§ **What you should do**: Return, character for character, the lines from the one bearing "Would you mind annotating the concrete walkway" through the end of the material. Omit everything before that line.

Pointing dataset excerpts:
══════

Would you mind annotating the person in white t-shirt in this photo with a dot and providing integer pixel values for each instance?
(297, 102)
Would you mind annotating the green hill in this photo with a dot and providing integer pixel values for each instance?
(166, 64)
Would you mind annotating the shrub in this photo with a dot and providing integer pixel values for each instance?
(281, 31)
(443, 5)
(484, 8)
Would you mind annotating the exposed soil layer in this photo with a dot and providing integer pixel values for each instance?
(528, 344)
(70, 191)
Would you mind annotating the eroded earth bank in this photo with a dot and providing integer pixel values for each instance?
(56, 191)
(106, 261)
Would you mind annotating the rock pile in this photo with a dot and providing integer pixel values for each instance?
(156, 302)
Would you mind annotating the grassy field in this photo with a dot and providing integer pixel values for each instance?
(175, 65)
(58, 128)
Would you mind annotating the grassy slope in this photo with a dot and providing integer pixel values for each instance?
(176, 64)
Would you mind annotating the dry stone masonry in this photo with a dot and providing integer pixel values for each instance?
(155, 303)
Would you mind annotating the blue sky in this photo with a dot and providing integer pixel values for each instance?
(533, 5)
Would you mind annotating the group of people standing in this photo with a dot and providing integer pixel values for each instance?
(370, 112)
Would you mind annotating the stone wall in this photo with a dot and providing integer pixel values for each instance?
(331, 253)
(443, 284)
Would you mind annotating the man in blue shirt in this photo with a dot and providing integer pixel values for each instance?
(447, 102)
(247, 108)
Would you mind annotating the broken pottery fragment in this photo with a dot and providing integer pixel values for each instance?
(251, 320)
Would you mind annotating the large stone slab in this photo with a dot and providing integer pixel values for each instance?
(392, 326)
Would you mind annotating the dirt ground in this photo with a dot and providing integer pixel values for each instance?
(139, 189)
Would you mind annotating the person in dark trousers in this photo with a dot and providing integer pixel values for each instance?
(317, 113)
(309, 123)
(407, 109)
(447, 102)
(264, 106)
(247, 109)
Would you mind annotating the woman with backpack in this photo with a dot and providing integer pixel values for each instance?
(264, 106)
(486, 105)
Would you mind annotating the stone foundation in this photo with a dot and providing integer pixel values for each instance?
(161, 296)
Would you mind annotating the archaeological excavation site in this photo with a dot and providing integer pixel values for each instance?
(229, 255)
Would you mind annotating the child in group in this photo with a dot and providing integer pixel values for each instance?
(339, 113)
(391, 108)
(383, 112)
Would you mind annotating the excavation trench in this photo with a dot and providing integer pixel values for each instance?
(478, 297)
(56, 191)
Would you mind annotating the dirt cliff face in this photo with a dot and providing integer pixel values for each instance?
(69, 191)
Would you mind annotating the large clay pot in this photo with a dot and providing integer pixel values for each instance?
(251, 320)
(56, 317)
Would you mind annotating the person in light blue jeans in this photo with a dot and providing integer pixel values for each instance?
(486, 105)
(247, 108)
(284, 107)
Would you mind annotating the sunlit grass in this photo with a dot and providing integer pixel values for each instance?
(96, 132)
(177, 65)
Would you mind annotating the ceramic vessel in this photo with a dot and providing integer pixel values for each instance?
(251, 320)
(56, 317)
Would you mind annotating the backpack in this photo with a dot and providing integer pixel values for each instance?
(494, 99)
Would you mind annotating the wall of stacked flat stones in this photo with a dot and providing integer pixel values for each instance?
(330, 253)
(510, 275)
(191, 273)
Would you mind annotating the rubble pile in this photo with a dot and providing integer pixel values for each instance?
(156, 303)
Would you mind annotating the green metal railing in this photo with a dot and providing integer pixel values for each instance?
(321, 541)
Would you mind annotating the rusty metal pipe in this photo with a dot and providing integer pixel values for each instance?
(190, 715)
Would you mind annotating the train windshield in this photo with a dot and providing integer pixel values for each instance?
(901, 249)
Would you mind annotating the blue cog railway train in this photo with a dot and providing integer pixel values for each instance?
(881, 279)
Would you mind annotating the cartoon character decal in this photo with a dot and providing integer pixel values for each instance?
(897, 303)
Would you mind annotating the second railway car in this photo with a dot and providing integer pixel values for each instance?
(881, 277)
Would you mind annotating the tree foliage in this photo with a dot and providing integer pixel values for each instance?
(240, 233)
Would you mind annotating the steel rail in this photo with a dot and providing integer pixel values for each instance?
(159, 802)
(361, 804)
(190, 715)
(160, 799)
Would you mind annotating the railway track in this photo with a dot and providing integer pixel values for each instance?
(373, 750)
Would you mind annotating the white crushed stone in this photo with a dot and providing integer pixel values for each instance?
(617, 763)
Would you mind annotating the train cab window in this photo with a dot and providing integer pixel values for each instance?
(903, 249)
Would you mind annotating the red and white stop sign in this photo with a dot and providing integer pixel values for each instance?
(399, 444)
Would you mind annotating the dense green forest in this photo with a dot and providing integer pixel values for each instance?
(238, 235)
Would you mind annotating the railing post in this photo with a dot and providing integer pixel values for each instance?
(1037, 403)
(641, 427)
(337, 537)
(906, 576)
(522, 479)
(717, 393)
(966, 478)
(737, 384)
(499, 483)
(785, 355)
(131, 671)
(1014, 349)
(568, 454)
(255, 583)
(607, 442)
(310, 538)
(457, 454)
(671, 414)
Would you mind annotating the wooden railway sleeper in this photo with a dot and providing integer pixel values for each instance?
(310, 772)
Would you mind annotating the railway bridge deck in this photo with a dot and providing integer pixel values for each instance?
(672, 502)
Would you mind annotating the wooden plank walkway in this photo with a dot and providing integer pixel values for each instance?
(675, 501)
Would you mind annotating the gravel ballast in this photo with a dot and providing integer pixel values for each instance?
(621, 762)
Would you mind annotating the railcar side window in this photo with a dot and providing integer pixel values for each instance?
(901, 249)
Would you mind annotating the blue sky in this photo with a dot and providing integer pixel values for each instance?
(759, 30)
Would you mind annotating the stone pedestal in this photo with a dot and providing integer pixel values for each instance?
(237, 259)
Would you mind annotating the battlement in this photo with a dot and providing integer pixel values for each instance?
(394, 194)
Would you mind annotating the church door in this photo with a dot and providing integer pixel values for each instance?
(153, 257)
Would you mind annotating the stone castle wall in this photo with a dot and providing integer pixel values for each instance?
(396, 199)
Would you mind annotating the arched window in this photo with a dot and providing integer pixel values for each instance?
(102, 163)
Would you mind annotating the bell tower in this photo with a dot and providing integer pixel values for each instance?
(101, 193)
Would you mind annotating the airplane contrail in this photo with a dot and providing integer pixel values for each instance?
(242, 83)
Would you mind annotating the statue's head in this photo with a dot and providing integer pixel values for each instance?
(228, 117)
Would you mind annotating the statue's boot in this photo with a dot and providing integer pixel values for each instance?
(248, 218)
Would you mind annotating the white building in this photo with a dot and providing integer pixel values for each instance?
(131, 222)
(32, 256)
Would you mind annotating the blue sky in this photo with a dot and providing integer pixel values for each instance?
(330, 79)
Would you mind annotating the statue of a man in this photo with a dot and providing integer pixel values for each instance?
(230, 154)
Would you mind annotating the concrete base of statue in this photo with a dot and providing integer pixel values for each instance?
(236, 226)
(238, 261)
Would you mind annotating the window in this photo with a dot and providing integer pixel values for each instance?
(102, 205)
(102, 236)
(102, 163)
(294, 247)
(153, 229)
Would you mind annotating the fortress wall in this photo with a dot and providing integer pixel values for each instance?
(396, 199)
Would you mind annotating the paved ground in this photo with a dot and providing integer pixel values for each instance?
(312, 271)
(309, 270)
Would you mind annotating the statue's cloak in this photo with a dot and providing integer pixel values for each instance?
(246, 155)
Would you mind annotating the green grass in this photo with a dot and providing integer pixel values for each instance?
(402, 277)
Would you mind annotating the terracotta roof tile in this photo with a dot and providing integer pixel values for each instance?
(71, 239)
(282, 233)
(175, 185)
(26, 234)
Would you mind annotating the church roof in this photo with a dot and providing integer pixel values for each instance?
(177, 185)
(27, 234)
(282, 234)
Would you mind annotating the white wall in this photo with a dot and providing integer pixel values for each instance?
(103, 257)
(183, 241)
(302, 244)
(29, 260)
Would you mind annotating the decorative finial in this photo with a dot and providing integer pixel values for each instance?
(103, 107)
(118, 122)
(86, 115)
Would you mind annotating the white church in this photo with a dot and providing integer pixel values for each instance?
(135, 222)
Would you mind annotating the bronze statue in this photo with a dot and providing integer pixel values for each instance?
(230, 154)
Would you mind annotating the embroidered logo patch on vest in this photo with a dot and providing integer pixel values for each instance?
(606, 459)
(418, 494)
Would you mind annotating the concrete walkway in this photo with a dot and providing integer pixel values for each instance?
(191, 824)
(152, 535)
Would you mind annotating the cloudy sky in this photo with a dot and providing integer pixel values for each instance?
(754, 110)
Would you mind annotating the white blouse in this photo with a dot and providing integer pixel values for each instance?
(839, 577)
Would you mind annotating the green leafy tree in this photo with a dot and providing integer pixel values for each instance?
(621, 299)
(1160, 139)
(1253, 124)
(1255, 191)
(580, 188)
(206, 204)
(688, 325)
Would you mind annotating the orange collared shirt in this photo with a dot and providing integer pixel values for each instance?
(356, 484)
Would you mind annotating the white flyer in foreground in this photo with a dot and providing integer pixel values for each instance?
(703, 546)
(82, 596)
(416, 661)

══════

§ **Output**:
Would you mind annotating the concrete walkway in this photo with a dot and providing integer pixel values for each instance?
(191, 824)
(152, 535)
Would you mind annotating the cloudy sky in this photo with a dot and providing integer pixel values for each instance?
(754, 110)
Would you mind annotating the white blouse in this photo with a dot and providing integer pixel values for each instance?
(839, 577)
Would you mind annotating the green leafy tree in this photo with a dot and providing integer pixel values for each instance?
(621, 299)
(1160, 139)
(1253, 124)
(1255, 191)
(580, 188)
(206, 204)
(688, 325)
Would you mind annotating the orange collared shirt in this photo with a dot and providing integer pixel values for each instance?
(356, 484)
Would you mind annotating the white flyer in foreground in this photo with a dot and providing integer pixel values for each instance?
(703, 546)
(82, 596)
(416, 661)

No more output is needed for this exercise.